-- ОТРЫВОК --
Бабушка Катя

Сергей Лебедев 3
Светлой памяти прабабушки Екатерины Фёдоровны Мишковой (1902 - 1984 гг.)

Тихая, часто почти безмолвная, но постоянно в незаметном движении, в труде, как маленькая речушка русских равнин. Моя прабабушка… Праматерь рода, которую мне посчастливилось застать на земле. Старейшая из живущих. Хранительница очага, труженица и молитвенница – это все о ней.
Мы у нее все – одни. Давно уже она потеряла двух сыновей: маленького Павлика – еще в двадцатые; юного Алексея-Лёсика, письма которого с войны бережно хранятся у неё в узелке за иконами – в сорок четвертом. Осталась единственная дочь, моя бабушка. Единственная внучка, моя мама. Мужья их – мои дед и отец – тоже единственные. И я – долгое время до рождения Кати младшей, названной в её честь, которую она успела увидеть – единственный правнук.
Если дедушка Митя – лицо семьи и хозяин, то бабушка Катя – всегда как бы на полшага сзади. Она будто все время «на подхвате», хотя большую часть времени – сама по себе. Они вместе – словно руки, правая и левая, каждая из которых без слов знает, что делает другая.
Встают они с дедом на заре – в четыре часа утра, когда надо «выгонять» в стадо корову Зорьку. Утром, как бы рано я ни проснулся, уже растоплена русская печь, на столе всегда стоит крынка парного молока. А бабушка и дедушка давно в работе – во дворе, на огороде, в саду. Пообедав, придремнут днем на часик, и снова – дотемна – работать по хозяйству.
Бабушка – левая рука – тихая, порой незаметная труженица. Но все держится на ней. Она и там, и здесь, она ни минуты без дела. Только что замесила тесто, спустилась в погреб достать холодного – «вечернего»  – молока, покормила поросенка Борьку, налила чего-то сытного в лоханку псу Султану, сварила картошки, сходила на огород нарвать зелени, и вот уже сидит на крыльце и рубит на специальной досточке маленьким топориком – секачиком – лопухи для уток.

-- ПРЕДОСТАВЛЕННЫЙ МАТЕРИАЛ --
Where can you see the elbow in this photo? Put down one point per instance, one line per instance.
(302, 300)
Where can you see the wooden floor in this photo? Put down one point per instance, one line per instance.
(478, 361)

-- ЧТО СДЕЛАТЬ --
- a) Измените часть рассказа о прабабушке, которая открывается словами «Встают они с» и закрывается словами «лопухи для уток.»: приведите её заново, поставив «Бурёнку» вместо «Зорьку».
- b) Продолжите рассказ о прабабушке Кате, начав сразу после его последнего предложения.
Материал приведён отдельно и с отрывком не связан.

-- ОТВЕТЫ НИЖЕ --
- a)
Встают они с дедом на заре – в четыре часа утра, когда надо «выгонять» в стадо корову Бурёнку. Утром, как бы рано я ни проснулся, уже растоплена русская печь, на столе всегда стоит крынка парного молока. А бабушка и дедушка давно в работе – во дворе, на огороде, в саду. Пообедав, придремнут днем на часик, и снова – дотемна – работать по хозяйству.
Бабушка – левая рука – тихая, порой незаметная труженица. Но все держится на ней. Она и там, и здесь, она ни минуты без дела. Только что замесила тесто, спустилась в погреб достать холодного – «вечернего»  – молока, покормила поросенка Борьку, налила чего-то сытного в лоханку псу Султану, сварила картошки, сходила на огород нарвать зелени, и вот уже сидит на крыльце и рубит на специальной досточке маленьким топориком – секачиком – лопухи для уток.

- b)
Я никогда не слышал, да и никто, кажется, не слышал, чтобы она была резка, чтобы раздражалась или злилась. Всегда – доброта. Всегда – даже при явном неодобрении чего-то – бесконечное спокойствие и терпение. Соседу-пьянице деду Ване может высказать всё, что она о нем думает, но пойдет в кладовку и нальет просимое обязательно.
А когда дед или кто другой «взрывается» и начинает ругаться, бабушка только укоризненно качает головой:
– Что ж тебя расхватываить!
Я на всю жизнь запомнил это слово – «расхватывает».
Никогда она никого не заставляет, не уговаривает, почти не корит, может только попросить мимоходом, но как не выполнить ее просьбу? – представить такое невозможно:
– Унучек, пойдешь на улицу, ты возьми битончик, принеси водички с колонки.
– Сходи у комнАтку (так они называли кладовку в сенях), там мяшочек лежить в углу у дверей – принеси.
А когда принесёшь, поможешь – хоть самой малостью – всегда поблагодарит и похвалит. И ласково так, и глаза, карие, лучистые, светятся нежностью: «Катышечка ты моя!»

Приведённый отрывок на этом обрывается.